Go through the following data and transcribe exactly the stretch of lines from the one holding "Where can the man's" to the one holding "<point>66,54</point>", both included.

#### [The records]
================

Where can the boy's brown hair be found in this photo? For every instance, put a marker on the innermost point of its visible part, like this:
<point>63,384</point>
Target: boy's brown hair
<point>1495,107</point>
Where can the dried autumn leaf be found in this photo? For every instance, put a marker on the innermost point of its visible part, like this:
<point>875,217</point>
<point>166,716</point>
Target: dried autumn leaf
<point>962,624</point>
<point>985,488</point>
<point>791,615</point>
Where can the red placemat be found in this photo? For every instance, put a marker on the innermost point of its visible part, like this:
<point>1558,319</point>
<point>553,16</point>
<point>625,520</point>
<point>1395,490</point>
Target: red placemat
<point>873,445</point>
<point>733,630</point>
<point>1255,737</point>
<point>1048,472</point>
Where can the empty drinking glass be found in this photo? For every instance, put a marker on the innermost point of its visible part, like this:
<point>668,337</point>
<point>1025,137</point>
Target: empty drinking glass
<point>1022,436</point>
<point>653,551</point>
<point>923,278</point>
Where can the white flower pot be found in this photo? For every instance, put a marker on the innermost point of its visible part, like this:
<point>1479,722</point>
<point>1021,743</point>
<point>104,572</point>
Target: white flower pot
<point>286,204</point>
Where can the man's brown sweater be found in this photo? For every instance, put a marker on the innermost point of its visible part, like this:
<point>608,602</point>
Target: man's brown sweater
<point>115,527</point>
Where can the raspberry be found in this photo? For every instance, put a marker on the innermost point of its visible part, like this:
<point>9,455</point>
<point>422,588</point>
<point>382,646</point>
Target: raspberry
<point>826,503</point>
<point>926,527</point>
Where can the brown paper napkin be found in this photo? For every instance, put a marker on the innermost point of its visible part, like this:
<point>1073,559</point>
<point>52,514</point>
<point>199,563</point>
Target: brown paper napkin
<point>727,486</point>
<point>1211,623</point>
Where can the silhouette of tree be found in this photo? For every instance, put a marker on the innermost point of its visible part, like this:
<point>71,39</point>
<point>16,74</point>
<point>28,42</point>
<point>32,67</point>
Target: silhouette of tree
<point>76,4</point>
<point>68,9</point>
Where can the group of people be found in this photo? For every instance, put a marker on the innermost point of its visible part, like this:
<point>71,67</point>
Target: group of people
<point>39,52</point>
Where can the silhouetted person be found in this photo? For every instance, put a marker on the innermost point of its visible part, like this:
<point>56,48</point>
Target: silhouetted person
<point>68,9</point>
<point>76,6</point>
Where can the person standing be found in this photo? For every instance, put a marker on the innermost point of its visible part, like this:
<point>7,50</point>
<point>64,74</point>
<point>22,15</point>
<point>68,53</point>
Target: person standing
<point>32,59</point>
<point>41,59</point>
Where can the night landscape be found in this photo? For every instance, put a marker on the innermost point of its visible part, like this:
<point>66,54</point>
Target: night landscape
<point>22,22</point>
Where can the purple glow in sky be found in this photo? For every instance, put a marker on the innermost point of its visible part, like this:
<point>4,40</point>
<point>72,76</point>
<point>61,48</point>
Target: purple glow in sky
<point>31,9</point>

================

#### [Task response]
Where can the man's brown sweater be found in this photo? For every instance, put a marker on the innermost point of its visible part, like this:
<point>608,602</point>
Target: man's brown sweater
<point>115,527</point>
Where can the raspberry be found in this photo? For every instance, put a marker on the innermost point of its visible part, like this:
<point>9,455</point>
<point>422,588</point>
<point>382,646</point>
Target: raspberry
<point>826,503</point>
<point>926,527</point>
Where can the brown paper napkin be found in this photo? For every instance, put a marker on the innermost point of its visible part, like this:
<point>1073,559</point>
<point>52,514</point>
<point>199,563</point>
Target: brown paper napkin
<point>727,486</point>
<point>1211,623</point>
Where can the silhouette of tree be found in this photo? For every instance, put a marker on the innermost point of its visible part, like this:
<point>71,39</point>
<point>16,74</point>
<point>28,42</point>
<point>32,67</point>
Target: silhouette of tree
<point>76,4</point>
<point>68,9</point>
Where can the group of people be found in this photo? For every instance, put a marker on the innermost point of its visible part, like this:
<point>71,67</point>
Target: group of people
<point>39,52</point>
Where can the silhouetted person be found in this photo? For every instance, put a marker on the innermost point of its visible part, like this:
<point>56,48</point>
Target: silhouetted person
<point>68,9</point>
<point>76,6</point>
Where can the person standing be found in this photo? For every instance, put a marker on the innermost point of its visible part, like this:
<point>7,50</point>
<point>64,74</point>
<point>22,15</point>
<point>68,53</point>
Target: person standing
<point>32,59</point>
<point>41,59</point>
Where can the night landscape be found in this photo? For every instance, put a marker on the innermost point of its visible part, like this:
<point>66,54</point>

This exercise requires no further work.